**Passage extrait:**
▼
Quelques semaines plus tard, en vacances dans le sud de la France, je me suis à nouveau senti interpellé par un parler en langues et son interprétation. C’est ce qui m’a convaincu de prendre ma décision pour Christ.

J’ai donc reçu le baptême en novembre 1978. En toute logique, je devais maintenant attendre avec foi le baptême du Saint-Esprit. Mon attente n’a pas été longue. Pour le jour de l’an, j’ai été invité à déjeuner chez un jeune pasteur. Bien entendu, nous avons parlé du baptême dans le Saint-Esprit, et de la nécessité de recevoir ce revêtement de puissance. Il m’a demandé si je voulais qu’il prie pour moi, et bien sûr, j’ai répondu oui.

Pendant qu’il m’imposait les mains, je louais le seigneur avec ferveur dans ma langue maternelle, le français, avec force alléluias. Le pasteur faisait monter la sauce :

« Allez-y ! Vous l’avez ! Parlez en langues ! N’ayez pas peur ! Vous l’avez ! Vous l’avez ! Laissez tomber le français ! Parlez en langues ! Allez-y ! Vous l’avez ! »

J’ai dit : « Dèlè, dèlè, dèlè… » C’était parti !

« Alléluia ! notre frère est baptisé dans le Saint-Esprit ! »

Pendant plus d’une semaine, je nageais dans le bonheur et la spiritualité. Je parlais en langues du matin au soir, dans ma salle de bains, dans ma cuisine, dans mon lit… au réveil, je commençais par parler en langues pour être sûr que ça marchait toujours.

Dans ma naïveté de nouveau converti, je pensais que, puisque tout le monde était baptisé dans le Saint-Esprit, ou aspirait à l’être, il était impossible d’observer, parmi les chrétiens, des disputes, des jalousies, des rivalités comme dans le monde des incroyants. Comme je me trompais !

Je n’ai pas tardé à constater que les églises pentecôtistes étaient toujours en tête du hit-parade des divisions et des scandales.

« Bon ! C’est normal, plus il y a de bénédiction et plus le diable est en colère. »

Mais cette explication ne m’a pas satisfait indéfiniment. Je n’ai pas tardé à être témoin et victime du système. En fait, je me rendais compte que plus les gens parlaient en langue, et plus ils étaient charnels. Sans parler des règlements de compte à coup de prophéties. Mais quand on est dans une église de réveil, on y reste. S’en aller pour atterrir dans une église endormie qui ne connait pas ou qui refuse le Saint-Esprit, quelle déchéance !

D’autres questions m’interpellaient : comment se fait-il que des parlers en langues articulées sur deux ou trois syllabes débouchent sur des interprétations du style : « Écoute mon peuple, je suis l’Éternel, le dieu d’Abraham, d’Isaac et de Jacob… » ?

Réponses traditionnelles : « Les interprétations ne sont jamais littérales, » ou bien : « C’est probablement un dialecte du fin fond du Zimbabwe ; ils savent exprimer beaucoup de choses avec peu de mots. »
▲
**Données enregistrées:**
▼
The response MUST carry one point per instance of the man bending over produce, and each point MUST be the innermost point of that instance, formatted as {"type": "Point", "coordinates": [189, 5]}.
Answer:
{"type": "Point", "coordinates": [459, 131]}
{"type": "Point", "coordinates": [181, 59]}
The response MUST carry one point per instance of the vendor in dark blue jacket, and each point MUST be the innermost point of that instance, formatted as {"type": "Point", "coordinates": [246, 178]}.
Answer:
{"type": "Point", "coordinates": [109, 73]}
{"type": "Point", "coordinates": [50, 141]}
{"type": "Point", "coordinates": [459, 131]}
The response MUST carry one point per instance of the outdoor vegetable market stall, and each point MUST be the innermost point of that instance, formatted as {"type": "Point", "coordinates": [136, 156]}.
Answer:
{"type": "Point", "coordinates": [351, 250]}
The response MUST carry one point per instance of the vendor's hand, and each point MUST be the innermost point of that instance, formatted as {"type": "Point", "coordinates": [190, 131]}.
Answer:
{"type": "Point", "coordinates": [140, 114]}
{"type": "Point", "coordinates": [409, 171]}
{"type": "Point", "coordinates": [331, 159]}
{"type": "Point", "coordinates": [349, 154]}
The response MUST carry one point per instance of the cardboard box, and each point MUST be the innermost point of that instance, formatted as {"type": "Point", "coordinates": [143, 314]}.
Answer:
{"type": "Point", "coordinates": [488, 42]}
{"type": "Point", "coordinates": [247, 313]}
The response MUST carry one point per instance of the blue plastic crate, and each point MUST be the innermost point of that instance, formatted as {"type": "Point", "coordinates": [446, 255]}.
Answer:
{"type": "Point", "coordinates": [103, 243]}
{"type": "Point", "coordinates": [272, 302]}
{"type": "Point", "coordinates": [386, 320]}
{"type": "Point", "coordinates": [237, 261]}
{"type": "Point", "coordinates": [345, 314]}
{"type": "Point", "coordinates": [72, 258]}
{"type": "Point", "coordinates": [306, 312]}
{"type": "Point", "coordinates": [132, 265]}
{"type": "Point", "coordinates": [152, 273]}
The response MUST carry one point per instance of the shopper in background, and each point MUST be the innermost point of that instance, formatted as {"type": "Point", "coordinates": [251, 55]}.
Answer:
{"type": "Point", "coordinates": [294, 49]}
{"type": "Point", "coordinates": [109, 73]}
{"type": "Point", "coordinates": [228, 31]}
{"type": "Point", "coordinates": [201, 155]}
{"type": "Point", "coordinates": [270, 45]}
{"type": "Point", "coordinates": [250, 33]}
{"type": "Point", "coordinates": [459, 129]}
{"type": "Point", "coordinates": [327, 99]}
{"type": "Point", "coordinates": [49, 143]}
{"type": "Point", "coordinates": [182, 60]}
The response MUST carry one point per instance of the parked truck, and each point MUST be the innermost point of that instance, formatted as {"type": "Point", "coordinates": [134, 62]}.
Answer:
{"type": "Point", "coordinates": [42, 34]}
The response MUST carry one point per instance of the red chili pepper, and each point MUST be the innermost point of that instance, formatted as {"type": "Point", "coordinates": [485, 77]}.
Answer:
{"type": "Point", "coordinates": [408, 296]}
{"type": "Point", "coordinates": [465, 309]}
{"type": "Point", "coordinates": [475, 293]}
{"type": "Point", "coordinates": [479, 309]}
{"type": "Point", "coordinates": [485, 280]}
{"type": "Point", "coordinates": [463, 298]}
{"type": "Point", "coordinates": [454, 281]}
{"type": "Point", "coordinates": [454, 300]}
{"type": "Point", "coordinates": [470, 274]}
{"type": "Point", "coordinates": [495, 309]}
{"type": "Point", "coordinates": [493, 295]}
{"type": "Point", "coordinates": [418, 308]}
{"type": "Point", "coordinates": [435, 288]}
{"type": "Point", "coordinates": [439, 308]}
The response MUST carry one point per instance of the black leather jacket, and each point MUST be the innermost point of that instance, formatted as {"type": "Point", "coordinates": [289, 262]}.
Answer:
▲
**Consignes:**
**a.** D'après le récit sur le parler en langues, en quel mois et en quelle année le baptême a-t-il été reçu ?
**b.** Indiquez si chacune des affirmations suivantes s'accorde avec le récit sur le parler en langues, en citant mot pour mot le passage qui tranche : (i) la prière a eu lieu chez un jeune pasteur ; (ii) pendant l'imposition des mains, la louange se faisait en anglais ; (iii) l'état de bonheur a duré moins d'une journée.
**c.** Poursuivez le récit sur le parler en langues à partir de sa dernière phrase.
Les lignes n'ont aucun lien avec le récit.

**Exercices corrigés:**
**a.** En novembre 1978.

**b.**
(i) Oui : « j’ai été invité à déjeuner chez un jeune pasteur ».
(ii) Non : « je louais le seigneur avec ferveur dans ma langue maternelle, le français ».
(iii) Non : « Pendant plus d’une semaine, je nageais dans le bonheur et la spiritualité. »

**c.**
Combien de foi ai-je entendu des chrétiens louer dans leur langue maternelle, espagnol ou italien, dont j’ai pu saisir quelques bribes, et aussitôt après un frère donner une interprétation du style : « Mon enfant, donne-moi ton cœur… » ?

Enfin, je me suis toujours demandé pourquoi je n'ai jamais reconnu le nom de Jésus dans un parler en langues alors qu'il  se dit pratiquement pareil dans toutes les langues.

En 1997, l’atmosphère de notre église locale étant devenue insupportable, nous avons décidé, mon épouse et moi, de la quitter. Pour aller où ? Dans une autre église pentecôtiste ? Nous y étions grillés de toute façon, alors nous nous sommes tournés vers le monde charismatique, mais nous n’y adhérions pas vraiment. Pour l’anecdote, nous étions à la mission Anacondia, à Paris, en 2000. Alors que de nombreuses personnes apportaient sur l’estrade leur appareil auditif, je suis passé devant une grande enceinte au mauvais moment, ce qui n’a pas été sans conséquence sur mon audition. Alors que tant de personnes auraient recouvré l’ouïe, j’ai gagné la surdité (ou du moins une baisse de mes facultés auditives).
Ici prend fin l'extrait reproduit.